» **TASK TO COMPLETE**
As the answer, set down the lines below from the one containing "Target: dark front door" through the one containing "of the black", exactly and inclusively, and no others.

» **MATERIAL FOR THE TASK**
§ §

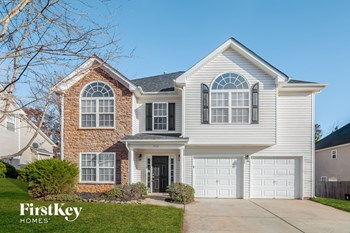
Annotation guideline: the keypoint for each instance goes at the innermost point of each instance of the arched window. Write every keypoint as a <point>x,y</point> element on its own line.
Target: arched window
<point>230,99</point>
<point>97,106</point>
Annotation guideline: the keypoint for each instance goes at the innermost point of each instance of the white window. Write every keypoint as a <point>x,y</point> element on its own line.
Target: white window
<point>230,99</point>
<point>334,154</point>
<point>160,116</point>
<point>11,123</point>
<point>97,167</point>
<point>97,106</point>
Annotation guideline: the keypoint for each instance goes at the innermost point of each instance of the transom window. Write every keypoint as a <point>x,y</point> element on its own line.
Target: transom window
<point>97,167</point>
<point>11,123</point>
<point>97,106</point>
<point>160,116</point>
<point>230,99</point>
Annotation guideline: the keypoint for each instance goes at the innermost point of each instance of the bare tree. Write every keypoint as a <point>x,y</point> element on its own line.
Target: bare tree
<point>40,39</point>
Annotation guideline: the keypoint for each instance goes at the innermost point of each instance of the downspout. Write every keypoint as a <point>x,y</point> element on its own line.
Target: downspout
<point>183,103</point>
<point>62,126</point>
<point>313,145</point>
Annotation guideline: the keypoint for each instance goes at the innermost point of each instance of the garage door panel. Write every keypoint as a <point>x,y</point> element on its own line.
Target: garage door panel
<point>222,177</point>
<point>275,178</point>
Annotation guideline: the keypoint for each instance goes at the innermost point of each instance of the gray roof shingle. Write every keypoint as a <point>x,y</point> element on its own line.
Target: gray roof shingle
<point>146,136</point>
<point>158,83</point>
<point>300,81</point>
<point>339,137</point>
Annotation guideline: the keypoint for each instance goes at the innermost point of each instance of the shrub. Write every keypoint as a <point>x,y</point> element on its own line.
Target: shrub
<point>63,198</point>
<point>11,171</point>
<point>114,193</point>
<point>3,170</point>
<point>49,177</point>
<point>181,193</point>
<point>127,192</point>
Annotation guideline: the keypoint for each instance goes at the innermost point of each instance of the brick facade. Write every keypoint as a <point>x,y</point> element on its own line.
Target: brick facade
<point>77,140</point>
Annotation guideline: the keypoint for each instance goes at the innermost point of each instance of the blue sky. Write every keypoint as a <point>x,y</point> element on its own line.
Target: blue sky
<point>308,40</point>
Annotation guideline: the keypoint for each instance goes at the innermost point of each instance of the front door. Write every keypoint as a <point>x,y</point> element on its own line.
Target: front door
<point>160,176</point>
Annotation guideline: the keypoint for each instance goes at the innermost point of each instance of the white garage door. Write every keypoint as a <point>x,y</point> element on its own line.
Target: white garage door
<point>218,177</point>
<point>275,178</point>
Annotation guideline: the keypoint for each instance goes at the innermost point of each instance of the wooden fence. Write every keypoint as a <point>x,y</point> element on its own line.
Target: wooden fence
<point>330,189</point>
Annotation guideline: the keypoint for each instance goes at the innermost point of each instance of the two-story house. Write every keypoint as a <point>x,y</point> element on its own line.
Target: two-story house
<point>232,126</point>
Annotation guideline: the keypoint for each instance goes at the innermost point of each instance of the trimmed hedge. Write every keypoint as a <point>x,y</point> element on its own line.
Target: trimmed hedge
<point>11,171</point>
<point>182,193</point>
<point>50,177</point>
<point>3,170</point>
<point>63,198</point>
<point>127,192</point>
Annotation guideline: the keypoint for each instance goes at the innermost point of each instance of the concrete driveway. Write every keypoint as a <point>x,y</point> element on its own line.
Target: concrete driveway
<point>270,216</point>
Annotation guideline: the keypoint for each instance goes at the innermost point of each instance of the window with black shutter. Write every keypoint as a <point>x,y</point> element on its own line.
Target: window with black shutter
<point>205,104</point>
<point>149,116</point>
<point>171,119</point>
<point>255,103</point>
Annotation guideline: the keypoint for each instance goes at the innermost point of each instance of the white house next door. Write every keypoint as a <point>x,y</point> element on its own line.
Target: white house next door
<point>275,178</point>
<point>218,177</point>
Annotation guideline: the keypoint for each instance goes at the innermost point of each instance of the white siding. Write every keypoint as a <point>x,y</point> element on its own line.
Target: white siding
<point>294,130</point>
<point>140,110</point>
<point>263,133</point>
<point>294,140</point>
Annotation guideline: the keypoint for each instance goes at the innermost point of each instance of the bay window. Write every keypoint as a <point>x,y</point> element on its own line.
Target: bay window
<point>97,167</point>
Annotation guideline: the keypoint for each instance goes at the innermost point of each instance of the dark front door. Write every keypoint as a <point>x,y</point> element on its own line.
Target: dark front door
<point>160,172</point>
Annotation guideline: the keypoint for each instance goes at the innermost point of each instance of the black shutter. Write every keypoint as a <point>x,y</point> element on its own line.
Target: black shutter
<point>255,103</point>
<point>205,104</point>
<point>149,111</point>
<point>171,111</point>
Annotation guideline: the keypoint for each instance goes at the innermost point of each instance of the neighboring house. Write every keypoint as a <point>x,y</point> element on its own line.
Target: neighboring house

§ §

» **SOLUTION**
Target: dark front door
<point>160,172</point>
Annotation guideline: the keypoint for each instance goes at the innermost point of each instance of the black shutter. Write every keypoint as a <point>x,y</point> element on its own line.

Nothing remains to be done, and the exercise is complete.